Pointing dataset records
[start]

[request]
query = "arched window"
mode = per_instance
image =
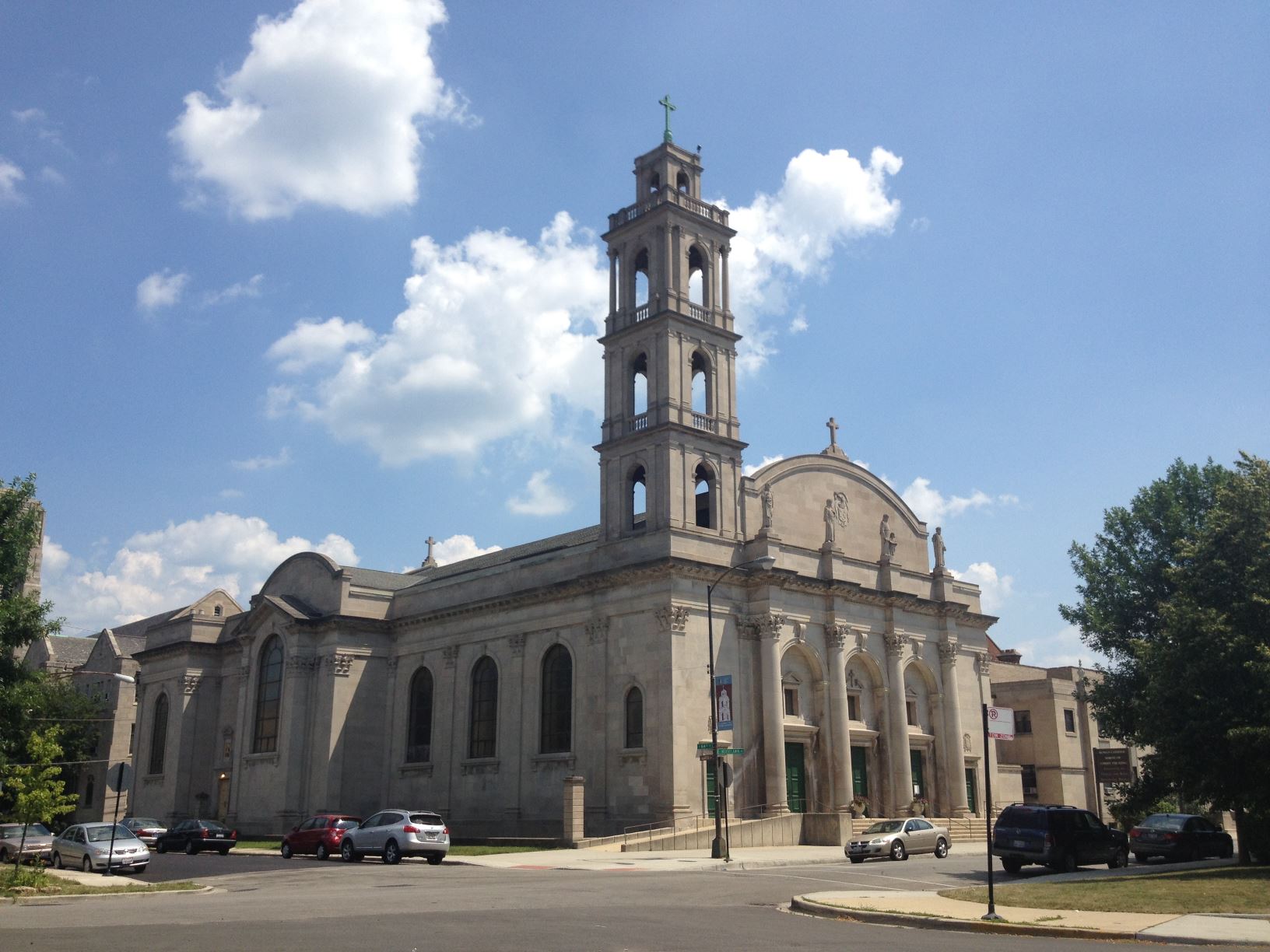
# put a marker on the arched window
(418, 747)
(268, 698)
(556, 731)
(634, 717)
(639, 499)
(703, 478)
(484, 710)
(159, 735)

[end]

Every record above should be transcribed exactly; the pictures stay out of the copy.

» Solution to this task:
[request]
query = "arched window"
mode = per_instance
image =
# put a marker on the arched window
(418, 747)
(268, 698)
(556, 731)
(634, 717)
(639, 499)
(703, 478)
(484, 710)
(159, 735)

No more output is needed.